*Requirements*. Edit the data from the line containing "Readme: the locator spots each instance of the stirrup" through the line containing "Target: stirrup" by changing every "stirrup" to "saddle" and leaving everything else as it is. Return only those lines.

*Input records*.

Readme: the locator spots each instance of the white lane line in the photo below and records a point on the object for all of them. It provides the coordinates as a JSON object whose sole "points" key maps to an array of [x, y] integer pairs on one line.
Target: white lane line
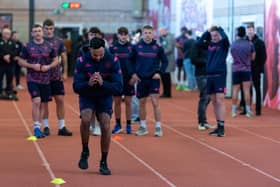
{"points": [[232, 126], [243, 163], [38, 148], [135, 156]]}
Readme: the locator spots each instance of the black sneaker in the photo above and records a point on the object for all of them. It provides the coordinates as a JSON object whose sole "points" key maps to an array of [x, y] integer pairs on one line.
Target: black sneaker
{"points": [[219, 132], [64, 132], [47, 131], [104, 170], [83, 163]]}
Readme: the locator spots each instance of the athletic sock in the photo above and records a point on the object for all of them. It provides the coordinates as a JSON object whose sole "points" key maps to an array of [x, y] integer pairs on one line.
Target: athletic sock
{"points": [[143, 123], [45, 122], [61, 123], [36, 125]]}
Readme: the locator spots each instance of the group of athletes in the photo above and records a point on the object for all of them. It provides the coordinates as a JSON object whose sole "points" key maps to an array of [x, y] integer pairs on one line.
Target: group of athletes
{"points": [[104, 74]]}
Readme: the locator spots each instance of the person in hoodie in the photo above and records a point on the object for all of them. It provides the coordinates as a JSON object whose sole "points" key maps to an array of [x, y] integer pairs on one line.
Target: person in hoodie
{"points": [[198, 57], [243, 52], [92, 33], [216, 75], [257, 64], [121, 49], [148, 63], [97, 78]]}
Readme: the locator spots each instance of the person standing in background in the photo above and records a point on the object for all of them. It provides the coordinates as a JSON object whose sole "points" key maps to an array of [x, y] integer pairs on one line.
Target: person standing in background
{"points": [[257, 65], [199, 59], [168, 44], [17, 68], [180, 58], [188, 66], [7, 59], [216, 75], [243, 53], [56, 80]]}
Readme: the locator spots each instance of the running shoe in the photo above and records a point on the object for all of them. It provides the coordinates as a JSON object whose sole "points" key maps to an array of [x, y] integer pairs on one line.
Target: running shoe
{"points": [[208, 126], [64, 132], [128, 129], [219, 132], [38, 133], [83, 163], [158, 132], [249, 114], [117, 129], [233, 114], [47, 131], [104, 170], [141, 131]]}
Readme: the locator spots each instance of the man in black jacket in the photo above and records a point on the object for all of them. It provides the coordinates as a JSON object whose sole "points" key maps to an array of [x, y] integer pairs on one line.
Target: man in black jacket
{"points": [[198, 57], [7, 57], [257, 64]]}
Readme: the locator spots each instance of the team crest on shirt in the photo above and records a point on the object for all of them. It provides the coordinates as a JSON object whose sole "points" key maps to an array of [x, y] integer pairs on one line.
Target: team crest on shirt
{"points": [[107, 64]]}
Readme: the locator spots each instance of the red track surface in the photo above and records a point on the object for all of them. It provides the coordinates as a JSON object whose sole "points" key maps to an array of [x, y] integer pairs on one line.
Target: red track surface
{"points": [[248, 156]]}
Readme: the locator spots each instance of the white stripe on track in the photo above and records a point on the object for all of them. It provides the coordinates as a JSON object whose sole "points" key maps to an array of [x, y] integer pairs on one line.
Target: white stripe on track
{"points": [[135, 157], [243, 163], [232, 126], [37, 146]]}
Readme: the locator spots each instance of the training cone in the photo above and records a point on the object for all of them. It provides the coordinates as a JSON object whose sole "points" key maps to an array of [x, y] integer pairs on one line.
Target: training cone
{"points": [[58, 181], [118, 138], [31, 138]]}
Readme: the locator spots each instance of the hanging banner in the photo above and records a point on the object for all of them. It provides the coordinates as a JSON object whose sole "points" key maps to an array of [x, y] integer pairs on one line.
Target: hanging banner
{"points": [[272, 41]]}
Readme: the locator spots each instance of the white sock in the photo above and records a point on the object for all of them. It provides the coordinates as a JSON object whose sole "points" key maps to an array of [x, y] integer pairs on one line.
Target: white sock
{"points": [[61, 123], [45, 122], [36, 125], [143, 124], [158, 125]]}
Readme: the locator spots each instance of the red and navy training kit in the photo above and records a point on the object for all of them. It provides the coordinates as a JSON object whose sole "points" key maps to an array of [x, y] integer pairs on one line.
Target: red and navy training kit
{"points": [[7, 48], [122, 51], [38, 82], [57, 87], [98, 98], [147, 59], [216, 65]]}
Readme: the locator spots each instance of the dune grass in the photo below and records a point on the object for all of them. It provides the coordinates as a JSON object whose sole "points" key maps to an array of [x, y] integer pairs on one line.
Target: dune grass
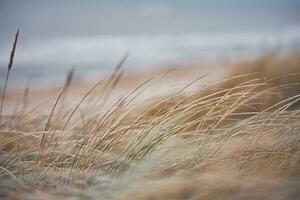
{"points": [[234, 139]]}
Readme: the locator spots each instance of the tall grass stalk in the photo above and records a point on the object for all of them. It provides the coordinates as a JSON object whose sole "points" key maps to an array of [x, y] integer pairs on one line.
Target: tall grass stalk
{"points": [[10, 64]]}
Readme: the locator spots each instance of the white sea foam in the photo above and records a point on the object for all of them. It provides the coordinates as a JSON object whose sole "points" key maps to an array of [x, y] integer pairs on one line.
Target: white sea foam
{"points": [[53, 57]]}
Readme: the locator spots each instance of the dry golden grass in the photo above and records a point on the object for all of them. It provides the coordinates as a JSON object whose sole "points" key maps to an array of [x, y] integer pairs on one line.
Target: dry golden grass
{"points": [[235, 139]]}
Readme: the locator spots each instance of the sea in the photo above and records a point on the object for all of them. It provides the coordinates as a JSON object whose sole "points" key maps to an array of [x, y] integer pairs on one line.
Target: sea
{"points": [[92, 36]]}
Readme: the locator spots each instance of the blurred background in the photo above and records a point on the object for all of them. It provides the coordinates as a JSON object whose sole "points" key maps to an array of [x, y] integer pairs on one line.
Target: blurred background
{"points": [[93, 35]]}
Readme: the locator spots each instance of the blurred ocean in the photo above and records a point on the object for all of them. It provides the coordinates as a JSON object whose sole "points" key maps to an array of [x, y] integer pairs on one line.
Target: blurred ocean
{"points": [[93, 37]]}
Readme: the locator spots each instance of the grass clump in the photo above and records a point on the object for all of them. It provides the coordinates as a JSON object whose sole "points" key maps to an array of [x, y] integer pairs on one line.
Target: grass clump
{"points": [[227, 140]]}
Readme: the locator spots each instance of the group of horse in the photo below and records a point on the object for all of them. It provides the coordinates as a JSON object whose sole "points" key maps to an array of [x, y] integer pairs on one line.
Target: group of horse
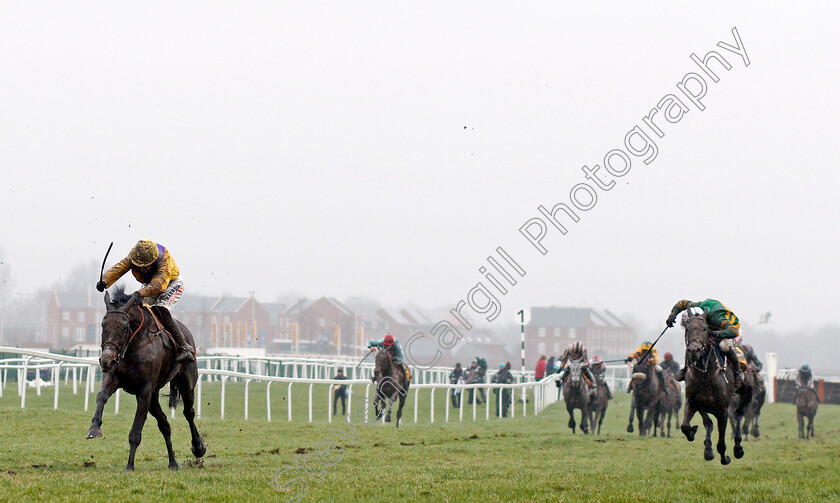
{"points": [[139, 357], [709, 391]]}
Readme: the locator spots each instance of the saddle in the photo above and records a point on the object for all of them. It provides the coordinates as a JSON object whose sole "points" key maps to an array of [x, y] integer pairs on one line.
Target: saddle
{"points": [[155, 328]]}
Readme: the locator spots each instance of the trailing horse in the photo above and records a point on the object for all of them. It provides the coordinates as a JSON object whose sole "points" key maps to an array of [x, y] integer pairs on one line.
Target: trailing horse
{"points": [[645, 398], [390, 385], [576, 396], [138, 356], [709, 389], [754, 410], [806, 407], [599, 402]]}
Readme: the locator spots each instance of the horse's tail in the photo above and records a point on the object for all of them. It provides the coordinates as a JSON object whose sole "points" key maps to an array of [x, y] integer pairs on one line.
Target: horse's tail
{"points": [[174, 395]]}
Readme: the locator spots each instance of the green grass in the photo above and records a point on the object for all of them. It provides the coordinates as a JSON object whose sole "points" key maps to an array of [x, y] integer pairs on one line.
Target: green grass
{"points": [[43, 456]]}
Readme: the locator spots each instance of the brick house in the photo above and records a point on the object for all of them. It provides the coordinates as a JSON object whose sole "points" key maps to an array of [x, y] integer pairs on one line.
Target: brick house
{"points": [[73, 318], [553, 329], [320, 324]]}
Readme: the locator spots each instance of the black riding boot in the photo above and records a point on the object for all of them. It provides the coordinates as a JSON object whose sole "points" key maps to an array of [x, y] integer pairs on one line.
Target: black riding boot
{"points": [[732, 357], [661, 379], [185, 351], [680, 375]]}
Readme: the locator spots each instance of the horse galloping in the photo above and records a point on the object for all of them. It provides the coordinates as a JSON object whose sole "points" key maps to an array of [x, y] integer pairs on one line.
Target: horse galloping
{"points": [[600, 401], [670, 403], [806, 407], [645, 397], [576, 396], [390, 385], [754, 410], [709, 389], [751, 381], [138, 357]]}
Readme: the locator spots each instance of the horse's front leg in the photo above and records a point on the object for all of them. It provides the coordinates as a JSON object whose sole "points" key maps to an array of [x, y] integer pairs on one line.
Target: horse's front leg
{"points": [[144, 399], [399, 411], [721, 417], [708, 453], [585, 419], [109, 386], [571, 412], [801, 420], [738, 449], [688, 430]]}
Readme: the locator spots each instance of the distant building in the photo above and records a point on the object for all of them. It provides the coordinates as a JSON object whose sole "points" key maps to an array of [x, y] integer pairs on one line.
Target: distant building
{"points": [[317, 326], [553, 329], [73, 318]]}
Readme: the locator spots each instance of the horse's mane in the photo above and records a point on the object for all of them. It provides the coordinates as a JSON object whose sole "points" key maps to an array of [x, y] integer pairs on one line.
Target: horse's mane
{"points": [[119, 297]]}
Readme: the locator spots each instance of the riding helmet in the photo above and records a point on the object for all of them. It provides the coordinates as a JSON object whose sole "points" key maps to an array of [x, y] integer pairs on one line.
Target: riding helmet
{"points": [[144, 253]]}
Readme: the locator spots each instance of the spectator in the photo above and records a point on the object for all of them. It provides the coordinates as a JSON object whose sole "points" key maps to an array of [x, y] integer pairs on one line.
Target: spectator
{"points": [[456, 377], [669, 364], [340, 392], [503, 376], [549, 366], [539, 370]]}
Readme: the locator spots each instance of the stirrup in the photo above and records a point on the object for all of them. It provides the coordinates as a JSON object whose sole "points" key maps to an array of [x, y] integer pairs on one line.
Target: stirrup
{"points": [[184, 356]]}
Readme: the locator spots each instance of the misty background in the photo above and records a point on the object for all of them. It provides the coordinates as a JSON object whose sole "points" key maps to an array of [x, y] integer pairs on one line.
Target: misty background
{"points": [[384, 151]]}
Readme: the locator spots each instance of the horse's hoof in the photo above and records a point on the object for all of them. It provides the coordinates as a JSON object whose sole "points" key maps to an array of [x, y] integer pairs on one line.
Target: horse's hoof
{"points": [[199, 451]]}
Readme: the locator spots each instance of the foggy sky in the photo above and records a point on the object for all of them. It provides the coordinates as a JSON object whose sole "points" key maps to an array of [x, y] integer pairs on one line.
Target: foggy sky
{"points": [[388, 150]]}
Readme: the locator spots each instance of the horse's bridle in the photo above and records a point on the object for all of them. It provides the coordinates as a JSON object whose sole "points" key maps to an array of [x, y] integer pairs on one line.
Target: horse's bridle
{"points": [[121, 353]]}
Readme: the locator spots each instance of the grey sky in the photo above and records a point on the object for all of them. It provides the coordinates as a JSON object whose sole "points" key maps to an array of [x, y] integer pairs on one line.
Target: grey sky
{"points": [[387, 150]]}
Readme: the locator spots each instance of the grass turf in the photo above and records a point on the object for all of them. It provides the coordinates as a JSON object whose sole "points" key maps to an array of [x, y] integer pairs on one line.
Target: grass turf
{"points": [[44, 456]]}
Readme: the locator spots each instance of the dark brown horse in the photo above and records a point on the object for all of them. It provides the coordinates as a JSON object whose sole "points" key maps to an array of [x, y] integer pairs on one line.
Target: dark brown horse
{"points": [[138, 357], [645, 398], [599, 403], [709, 389], [391, 385], [670, 403], [576, 396], [751, 380], [806, 407]]}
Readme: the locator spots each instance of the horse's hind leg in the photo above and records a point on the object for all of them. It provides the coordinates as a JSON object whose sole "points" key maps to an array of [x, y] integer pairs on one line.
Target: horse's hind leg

*Expected answer*.
Readme: the locator spots each instance of the saddle in the photo above and records a point on the object for all of them. It provides the coordinates as a JSON object whose sole "points" key maps to an array of [x, y] integer pairs on one line.
Target: saddle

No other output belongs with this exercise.